— start of EXERCISE DATA —

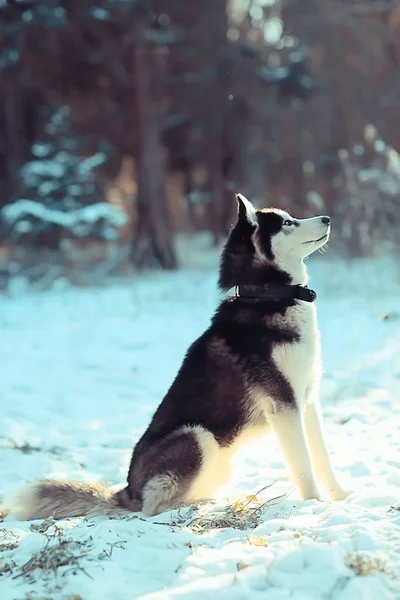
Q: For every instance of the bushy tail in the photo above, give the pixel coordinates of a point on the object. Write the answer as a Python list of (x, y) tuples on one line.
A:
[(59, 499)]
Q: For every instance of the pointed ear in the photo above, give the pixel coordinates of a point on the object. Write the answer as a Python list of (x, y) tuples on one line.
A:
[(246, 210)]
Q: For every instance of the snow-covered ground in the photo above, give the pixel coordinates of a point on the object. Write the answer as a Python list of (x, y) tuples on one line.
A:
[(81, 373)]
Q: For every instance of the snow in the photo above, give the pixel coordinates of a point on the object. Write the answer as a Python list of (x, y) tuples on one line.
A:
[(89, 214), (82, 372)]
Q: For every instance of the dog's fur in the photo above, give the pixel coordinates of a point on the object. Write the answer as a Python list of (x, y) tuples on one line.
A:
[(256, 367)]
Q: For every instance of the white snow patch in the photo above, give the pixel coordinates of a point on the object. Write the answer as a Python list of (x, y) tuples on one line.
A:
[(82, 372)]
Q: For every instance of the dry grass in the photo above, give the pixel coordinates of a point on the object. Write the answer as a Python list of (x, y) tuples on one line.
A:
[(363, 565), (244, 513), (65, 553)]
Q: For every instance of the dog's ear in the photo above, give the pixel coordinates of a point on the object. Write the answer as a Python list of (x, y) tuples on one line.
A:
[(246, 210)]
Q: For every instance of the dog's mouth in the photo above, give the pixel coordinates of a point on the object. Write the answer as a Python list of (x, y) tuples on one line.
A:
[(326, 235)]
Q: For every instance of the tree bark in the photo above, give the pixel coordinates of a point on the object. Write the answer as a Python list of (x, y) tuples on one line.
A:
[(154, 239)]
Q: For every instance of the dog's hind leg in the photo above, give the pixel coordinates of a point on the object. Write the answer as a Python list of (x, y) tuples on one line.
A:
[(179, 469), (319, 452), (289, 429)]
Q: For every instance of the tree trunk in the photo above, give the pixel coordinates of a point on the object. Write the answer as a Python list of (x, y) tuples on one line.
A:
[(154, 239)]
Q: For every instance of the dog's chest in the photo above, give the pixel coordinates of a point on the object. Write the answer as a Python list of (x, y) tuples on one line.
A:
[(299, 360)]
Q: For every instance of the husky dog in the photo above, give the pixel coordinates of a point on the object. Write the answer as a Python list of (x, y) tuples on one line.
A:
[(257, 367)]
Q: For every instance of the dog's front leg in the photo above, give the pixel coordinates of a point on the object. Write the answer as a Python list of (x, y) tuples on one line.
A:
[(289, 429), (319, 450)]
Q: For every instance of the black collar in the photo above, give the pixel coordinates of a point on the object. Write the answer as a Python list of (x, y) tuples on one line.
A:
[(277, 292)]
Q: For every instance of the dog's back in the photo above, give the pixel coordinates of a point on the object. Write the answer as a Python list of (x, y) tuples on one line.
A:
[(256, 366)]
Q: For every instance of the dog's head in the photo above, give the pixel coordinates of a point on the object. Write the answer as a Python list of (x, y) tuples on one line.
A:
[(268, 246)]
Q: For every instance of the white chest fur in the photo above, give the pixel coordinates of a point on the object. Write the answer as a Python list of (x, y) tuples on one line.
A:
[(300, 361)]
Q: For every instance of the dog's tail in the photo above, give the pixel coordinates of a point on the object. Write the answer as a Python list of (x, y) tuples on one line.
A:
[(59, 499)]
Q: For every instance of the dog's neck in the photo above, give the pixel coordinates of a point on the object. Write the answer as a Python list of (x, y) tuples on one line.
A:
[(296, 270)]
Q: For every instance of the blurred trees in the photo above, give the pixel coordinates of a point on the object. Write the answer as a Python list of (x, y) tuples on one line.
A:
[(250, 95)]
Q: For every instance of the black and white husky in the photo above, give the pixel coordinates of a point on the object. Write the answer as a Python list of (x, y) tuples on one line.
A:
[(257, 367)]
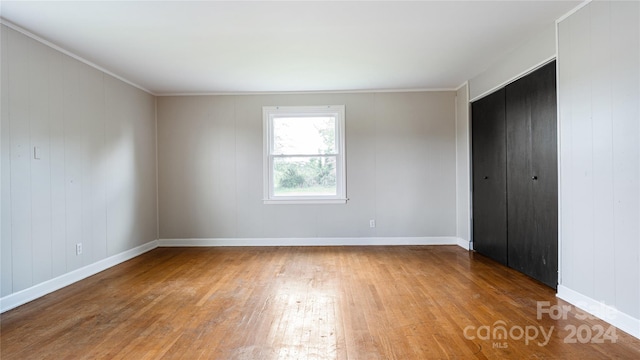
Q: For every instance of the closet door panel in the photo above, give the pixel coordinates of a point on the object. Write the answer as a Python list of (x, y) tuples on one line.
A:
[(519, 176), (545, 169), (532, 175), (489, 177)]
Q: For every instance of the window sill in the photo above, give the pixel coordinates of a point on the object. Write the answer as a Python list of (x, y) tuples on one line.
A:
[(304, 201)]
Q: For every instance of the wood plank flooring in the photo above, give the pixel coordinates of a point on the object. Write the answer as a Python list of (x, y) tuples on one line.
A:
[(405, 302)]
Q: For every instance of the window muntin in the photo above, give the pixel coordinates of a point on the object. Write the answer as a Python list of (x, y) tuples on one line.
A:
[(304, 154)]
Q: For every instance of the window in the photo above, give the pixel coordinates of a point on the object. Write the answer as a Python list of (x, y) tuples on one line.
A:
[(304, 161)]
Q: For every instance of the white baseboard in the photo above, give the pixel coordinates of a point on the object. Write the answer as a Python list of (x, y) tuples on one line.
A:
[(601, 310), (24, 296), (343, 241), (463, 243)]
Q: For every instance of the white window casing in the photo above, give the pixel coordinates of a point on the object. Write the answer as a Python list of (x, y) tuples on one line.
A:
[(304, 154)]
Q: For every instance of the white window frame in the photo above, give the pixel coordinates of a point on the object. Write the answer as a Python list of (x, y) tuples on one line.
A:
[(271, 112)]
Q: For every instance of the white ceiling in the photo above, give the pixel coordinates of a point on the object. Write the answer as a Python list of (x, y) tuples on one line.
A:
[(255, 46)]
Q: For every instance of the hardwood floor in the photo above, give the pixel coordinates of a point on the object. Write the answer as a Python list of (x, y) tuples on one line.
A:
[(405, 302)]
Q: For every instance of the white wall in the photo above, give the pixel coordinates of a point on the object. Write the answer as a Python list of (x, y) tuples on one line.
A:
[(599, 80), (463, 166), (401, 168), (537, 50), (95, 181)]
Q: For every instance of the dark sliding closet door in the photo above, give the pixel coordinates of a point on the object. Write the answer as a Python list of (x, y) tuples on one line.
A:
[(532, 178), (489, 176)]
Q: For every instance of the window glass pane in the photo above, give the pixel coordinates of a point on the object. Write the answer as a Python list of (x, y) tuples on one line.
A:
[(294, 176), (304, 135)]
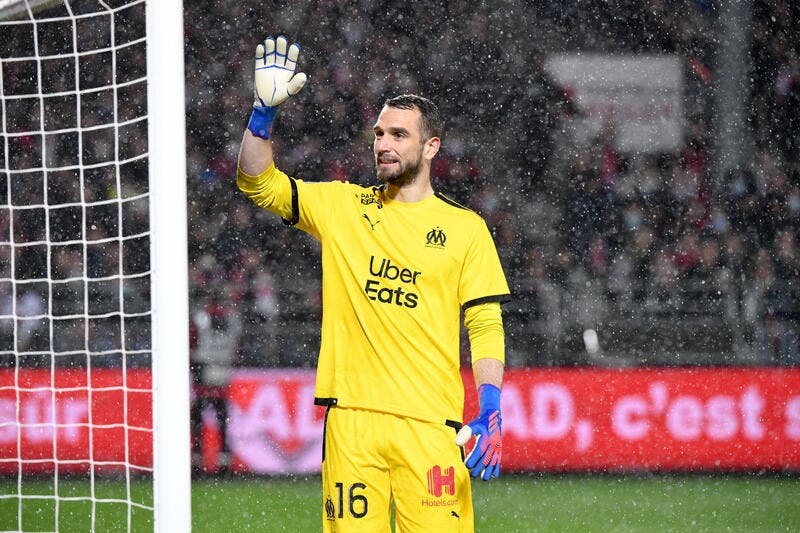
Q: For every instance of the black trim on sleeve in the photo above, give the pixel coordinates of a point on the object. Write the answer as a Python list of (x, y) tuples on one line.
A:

— end of EXERCISE DATA —

* _GIVEN REQUEST_:
Return every line of the listing above without changing a character, and leave out the pictures.

* _ANSWER FOR THIS EXERCISE_:
Q: For every instance of the bushy tail in the photo above, give the pixel coordinates of a point on the object. Write the answer as a Python list of (x, y) tuples on one line.
A:
[(59, 499)]
Q: For every instance of the pointed ear in the photo above, give the pixel coordinates of a point on the object. Write the answer as a Python list of (x, y) tuples on one line.
A:
[(246, 210)]
Q: For every instance of the snow-covered ground in the photo above, give the pixel coordinates of a point on the object. Write the answer as a Python list of (x, y) tuples on one line.
A:
[(81, 373)]
Q: For every instance of the snow in the photo above, give the pixel coordinates of a point on the object. Write the answer as a Python list of (x, y) tuples on one line.
A:
[(89, 214), (82, 372)]
Q: For every instance of the dog's fur in the photo above, give the pixel coordinates of a point on the object. Write the answer as a Python list of (x, y) tuples on one line.
A:
[(256, 367)]
Q: For every instance of the white snow patch in the photo above, give the pixel coordinates of a point on the object. Write the answer as a Python list of (x, y) tuples on one line.
A:
[(82, 372)]
Q: For every instance of the dry grass in the photo above, give the pixel coordinates of a point on the object. Write the answer as a Python list of (x, y) tuples on one line.
A:
[(363, 565), (244, 513), (65, 553)]
Q: For every instance of the dog's ear in the photo above, give the pixel coordinates of a point on the object. Write the answer as a Python list of (x, y) tuples on one line.
A:
[(246, 210)]
Q: For every instance of the dog's mouth in the photo above, give the pixel coordinates of a point on the object. Write the answer as a Python list of (x, y) tuples on one line.
A:
[(326, 235)]
Q: For every instance of the tree bark in the photo above, give the pixel coordinates of a point on the object. Write the answer as a Python list of (x, y) tuples on one line.
A:
[(154, 239)]
Q: For every instance of the dog's hind leg in the photo above, give the pixel coordinates of a point on the object. Write the answer as a Python list of (x, y) tuples on one line.
A:
[(179, 469), (319, 452), (289, 429)]
Q: For every instance of the tree trunk in the photo above, give the pixel coordinates of a point on the object. Write the answer as a Python list of (x, y) tuples on one line.
A:
[(154, 239)]
Q: For every instance of the dog's chest in the photo above, give the pixel coordinates of a point on the object. Write the answer as a Python list of (x, y) tuples on one line.
A:
[(299, 360)]
Q: For every instance of the husky dog in the photo above, give the pixel coordinates of a point on the object. Write the answer as a Python list of (x, y) tuples on one line.
A:
[(257, 367)]
Q: For every instance of the dog's front leg in the photo above, give the pixel coordinates of a point on the object. Write the answer as a Python list of (x, y) tuples on one line.
A:
[(289, 429), (319, 450)]
Q: For every instance of the black collar in the photo above, give the pixel coordinates of a point on the object. Write the answer as a Python list of (x, y) tuples on one line.
A:
[(277, 292)]
Q: For every instance of the dog's back in the photo above, give the pixel coordinates of a point on the object. Write the answer as a Python list of (x, y) tuples on one line.
A:
[(256, 366)]
Q: For every instance of the dog's head in the photo above, give the pixel coordinates of a point on the object. Write the answer as a Python list of (x, y) tuples on one line.
A:
[(268, 246)]
Q: For every instance of the white chest fur in the photo above, give the pixel coordinates of a point on the object. Write the answer as a Python list of (x, y) tuples on one line.
A:
[(300, 361)]
Q: For every instance of the dog's tail in the photo above, give the pixel coordinates of a point on the object. Write the answer as a Python list of (x, y) tuples on one line.
A:
[(59, 499)]
Q: For every instance of the dog's neck in the photo above, give the pixel coordinates of a point on the object. Write the answer as a Python list of (x, y) tuples on one line.
A:
[(296, 270)]
Q: For every instance of the blurred trees in the photo above, give the pixel coordinates of a point on the object. Write the answer as a Python list of (x, y) tuples on one line.
A:
[(250, 95)]
Q: For every instance of the black and white husky in the photo above, give the pixel coordinates of a point on the object. Write the answer as a Python list of (x, y) tuples on one line.
A:
[(257, 367)]
Q: For every instance of the closet door panel in the photo above, give the pixel coordinates of a point on the object. Write the answer as a Python list of (x, y) tuples on one line.
A:
[(519, 176), (545, 169), (532, 175), (489, 177)]
Q: For every instance of the window sill in the photo above, give the pixel coordinates of a point on the object. Write the answer as a Python list of (x, y) tuples on one line.
A:
[(304, 201)]
Q: For every instance of the wood plank flooring in the photo above, give the pixel coordinates of a point on the object. Write the answer as a Python list of (x, y) tuples on one line.
A:
[(405, 302)]
Q: For every instance of the window muntin in the photo above, give the pixel coordinates of a point on the object. Write the answer as a Python list of (x, y) tuples on one line.
A:
[(304, 154)]
Q: For every instance of the window in the photo above, give the pixel coordinates of a point on the object. Write the answer as a Python list of (x, y) tuples on one line.
A:
[(304, 161)]
Q: For every instance of the white baseboard in the photo above, give the pixel coordinates of a point on the object. Write the answer as a Python list of (x, y) tuples on one line.
A:
[(601, 310), (24, 296), (343, 241), (463, 243)]
Q: For every instance of the white window casing in the photo above, give the pixel coordinates of a point on the object. Write the answer as a Python list of (x, y) tuples on one line.
A:
[(304, 154)]
Q: For every instance of the white window frame in the photo above, give the pixel coordinates of a point on the object. Write the answer as a Python list of (x, y) tuples on one line.
A:
[(271, 112)]
Q: For every instance of the white ceiling in the photo above, give the pixel coordinates of a point on the object. Write the answer as a Python list of (x, y) tuples on one line.
A:
[(255, 46)]
Q: For every instance of the hardwood floor in the photo above, give the pixel coordinates of a point on the object. Write the answer as a Python list of (x, y) tuples on one line.
A:
[(405, 302)]
Q: For every instance of the white wall in the photo above, give the pixel coordinates of a point on the object. Write the answer as a Python list of (x, y) tuples on one line.
A:
[(599, 80), (463, 166), (401, 168), (537, 50), (95, 181)]
Q: For every instance of the dark sliding closet door in the photo above, give the pixel coordinates of a point on the object. Write the answer as a Python list of (x, y) tuples on one line.
A:
[(532, 178), (489, 176)]
Q: For every instance of the window glass pane in the photo above, give the pixel coordinates of a point on the object. Write the answer as a Python list of (x, y) tuples on one line.
A:
[(294, 176), (304, 135)]
Q: For every instance of the black trim on sleeve in the photo above, give the pixel coordinates of a point on the object. Write the answer as a Python list of (x, y) tuples on one line.
A:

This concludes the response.